### Tarefa curta
Formate as linhas de todos os itens abaixo como uma lista JSON de strings, com uma string por linha e sem as linhas em branco. Deixe as imagens de fora da resposta.

### Itens exibidos
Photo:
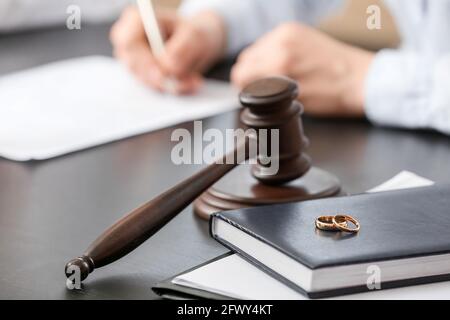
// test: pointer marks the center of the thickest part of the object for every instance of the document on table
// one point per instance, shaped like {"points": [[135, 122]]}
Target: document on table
{"points": [[234, 277], [71, 105]]}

### Resultado final
[
  "Photo:",
  "// test: pointer marks the center of the thickest part of the object for every instance of the document on table",
  "// one point per instance, shaped like {\"points\": [[135, 122]]}",
  "Target: document on table",
  "{\"points\": [[234, 277], [71, 105]]}"
]